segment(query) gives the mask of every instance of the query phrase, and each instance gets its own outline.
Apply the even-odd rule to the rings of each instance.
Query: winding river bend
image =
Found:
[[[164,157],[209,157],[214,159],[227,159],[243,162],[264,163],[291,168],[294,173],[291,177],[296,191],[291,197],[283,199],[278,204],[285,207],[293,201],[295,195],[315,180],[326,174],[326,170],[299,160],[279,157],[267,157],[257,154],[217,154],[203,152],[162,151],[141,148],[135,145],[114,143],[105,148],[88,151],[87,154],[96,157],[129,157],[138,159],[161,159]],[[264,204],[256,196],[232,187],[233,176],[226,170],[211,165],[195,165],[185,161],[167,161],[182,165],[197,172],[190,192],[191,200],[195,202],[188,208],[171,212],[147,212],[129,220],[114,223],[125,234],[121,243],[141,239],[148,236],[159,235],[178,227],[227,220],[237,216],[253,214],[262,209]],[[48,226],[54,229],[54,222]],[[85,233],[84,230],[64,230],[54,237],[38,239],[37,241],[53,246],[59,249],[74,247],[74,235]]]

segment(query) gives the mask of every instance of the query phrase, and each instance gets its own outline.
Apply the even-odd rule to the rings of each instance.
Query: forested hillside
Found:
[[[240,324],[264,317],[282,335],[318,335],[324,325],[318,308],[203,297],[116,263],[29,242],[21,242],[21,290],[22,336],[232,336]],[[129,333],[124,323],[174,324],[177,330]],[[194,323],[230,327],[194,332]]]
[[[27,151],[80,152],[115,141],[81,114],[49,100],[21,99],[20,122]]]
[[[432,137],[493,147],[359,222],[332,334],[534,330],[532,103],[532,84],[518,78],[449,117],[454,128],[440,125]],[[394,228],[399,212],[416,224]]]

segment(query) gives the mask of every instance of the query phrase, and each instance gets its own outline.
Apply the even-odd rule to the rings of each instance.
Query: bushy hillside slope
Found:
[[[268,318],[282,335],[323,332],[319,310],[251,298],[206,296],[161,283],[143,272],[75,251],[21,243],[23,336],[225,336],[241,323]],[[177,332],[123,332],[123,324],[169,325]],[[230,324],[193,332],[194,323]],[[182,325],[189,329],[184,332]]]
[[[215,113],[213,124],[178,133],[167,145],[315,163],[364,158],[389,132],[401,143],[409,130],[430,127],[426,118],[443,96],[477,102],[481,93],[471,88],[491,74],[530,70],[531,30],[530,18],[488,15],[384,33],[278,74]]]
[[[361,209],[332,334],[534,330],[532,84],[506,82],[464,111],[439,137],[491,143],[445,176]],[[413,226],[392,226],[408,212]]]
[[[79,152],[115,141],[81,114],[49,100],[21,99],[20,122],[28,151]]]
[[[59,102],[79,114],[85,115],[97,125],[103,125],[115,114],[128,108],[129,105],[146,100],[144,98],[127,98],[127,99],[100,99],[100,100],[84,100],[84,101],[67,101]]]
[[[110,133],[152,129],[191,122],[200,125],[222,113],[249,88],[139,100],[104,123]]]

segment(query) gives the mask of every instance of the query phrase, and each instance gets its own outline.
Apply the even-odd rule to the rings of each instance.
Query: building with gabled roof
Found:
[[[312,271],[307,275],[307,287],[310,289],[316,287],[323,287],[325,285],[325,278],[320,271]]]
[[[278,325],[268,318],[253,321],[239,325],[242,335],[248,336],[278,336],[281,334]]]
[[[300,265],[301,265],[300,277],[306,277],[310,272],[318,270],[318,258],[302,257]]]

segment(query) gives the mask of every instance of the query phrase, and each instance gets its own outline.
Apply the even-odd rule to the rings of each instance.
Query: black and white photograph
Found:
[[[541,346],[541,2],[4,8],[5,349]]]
■ ■ ■
Copy out each line in the rows above that contains the word "hillside".

== TASK OUTPUT ==
Query: forested hillside
Query: bushy hillside slope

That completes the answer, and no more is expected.